◆ STATED PROBLEM:
Convert every line of the items below into a single numbered list, omitting any blank lines.

◆ RECORDS SHOWN:
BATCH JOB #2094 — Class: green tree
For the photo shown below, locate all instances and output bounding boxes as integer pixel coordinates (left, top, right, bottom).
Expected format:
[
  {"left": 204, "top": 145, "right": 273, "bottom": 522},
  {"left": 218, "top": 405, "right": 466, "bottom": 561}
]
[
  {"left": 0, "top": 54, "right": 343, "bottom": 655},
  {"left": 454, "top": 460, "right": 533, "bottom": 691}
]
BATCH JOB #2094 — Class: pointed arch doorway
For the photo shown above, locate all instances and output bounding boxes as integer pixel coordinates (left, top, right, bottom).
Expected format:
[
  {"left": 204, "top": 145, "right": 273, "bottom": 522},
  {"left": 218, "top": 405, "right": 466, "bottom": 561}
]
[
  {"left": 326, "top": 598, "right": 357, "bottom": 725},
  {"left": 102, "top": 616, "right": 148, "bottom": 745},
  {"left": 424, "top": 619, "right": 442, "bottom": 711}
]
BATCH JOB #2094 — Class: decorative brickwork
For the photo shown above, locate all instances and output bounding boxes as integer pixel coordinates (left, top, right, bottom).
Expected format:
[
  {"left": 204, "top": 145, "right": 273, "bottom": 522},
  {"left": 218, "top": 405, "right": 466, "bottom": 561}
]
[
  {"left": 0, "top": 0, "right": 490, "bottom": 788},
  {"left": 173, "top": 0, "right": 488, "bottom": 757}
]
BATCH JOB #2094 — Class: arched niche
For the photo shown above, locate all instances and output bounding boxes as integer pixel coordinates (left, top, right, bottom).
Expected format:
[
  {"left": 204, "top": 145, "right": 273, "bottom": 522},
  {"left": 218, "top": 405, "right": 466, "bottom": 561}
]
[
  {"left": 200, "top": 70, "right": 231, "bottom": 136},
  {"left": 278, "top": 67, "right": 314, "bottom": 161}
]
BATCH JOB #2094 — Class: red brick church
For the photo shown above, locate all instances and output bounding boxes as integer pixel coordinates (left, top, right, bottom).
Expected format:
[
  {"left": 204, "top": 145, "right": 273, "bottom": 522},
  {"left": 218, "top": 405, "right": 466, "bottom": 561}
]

◆ TASK SOLUTION:
1. BATCH JOB #2094 — Class: green tree
2. For the photo shown below, locate all instances and output bounding boxes as integer pixel coordinates (left, top, right, bottom).
3. Expected format:
4. [
5.   {"left": 204, "top": 145, "right": 273, "bottom": 522},
6.   {"left": 218, "top": 405, "right": 466, "bottom": 561}
7. ]
8. [
9.   {"left": 0, "top": 54, "right": 343, "bottom": 655},
10.   {"left": 454, "top": 460, "right": 533, "bottom": 691}
11. ]
12. BATCH JOB #2094 — Class: pointed arch doorway
13. For the photo shown above, locate all instances and output bounding boxes as integer pixel coordinates (left, top, right, bottom).
14. Expected format:
15. [
16.   {"left": 204, "top": 145, "right": 273, "bottom": 522},
17.   {"left": 218, "top": 405, "right": 466, "bottom": 561}
18. ]
19. [
20.   {"left": 326, "top": 598, "right": 357, "bottom": 725},
21.   {"left": 102, "top": 616, "right": 148, "bottom": 745},
22.   {"left": 424, "top": 619, "right": 442, "bottom": 711}
23. ]
24. BATCH JOB #2094 — Class: decorative brickwork
25. For the photo shown above, locate all instances and output bounding boxes as integer pixel coordinates (left, top, right, bottom).
26. Expected format:
27. [
28.   {"left": 204, "top": 145, "right": 273, "bottom": 522},
29.   {"left": 218, "top": 405, "right": 466, "bottom": 561}
30. ]
31. [
32.   {"left": 0, "top": 0, "right": 490, "bottom": 788},
33.   {"left": 173, "top": 0, "right": 488, "bottom": 757}
34. ]
35. BATCH JOB #2094 — Class: arched niche
36. For the photo shown above, locate all instances and output bounding boxes as integer pixel coordinates (left, top, right, bottom).
37. Expected format:
38. [
39.   {"left": 204, "top": 145, "right": 273, "bottom": 522},
40.   {"left": 218, "top": 405, "right": 466, "bottom": 561}
41. ]
42. [
43.   {"left": 200, "top": 70, "right": 231, "bottom": 136},
44.   {"left": 278, "top": 67, "right": 314, "bottom": 161}
45. ]
46. BATCH JOB #2094 — Class: red brick church
47. For the photo shown above, locate all instances and output bounding boxes as integer pixel coordinates (left, top, right, bottom).
48. Expected format:
49. [
50.   {"left": 204, "top": 145, "right": 273, "bottom": 522},
51.   {"left": 218, "top": 405, "right": 466, "bottom": 561}
52. ]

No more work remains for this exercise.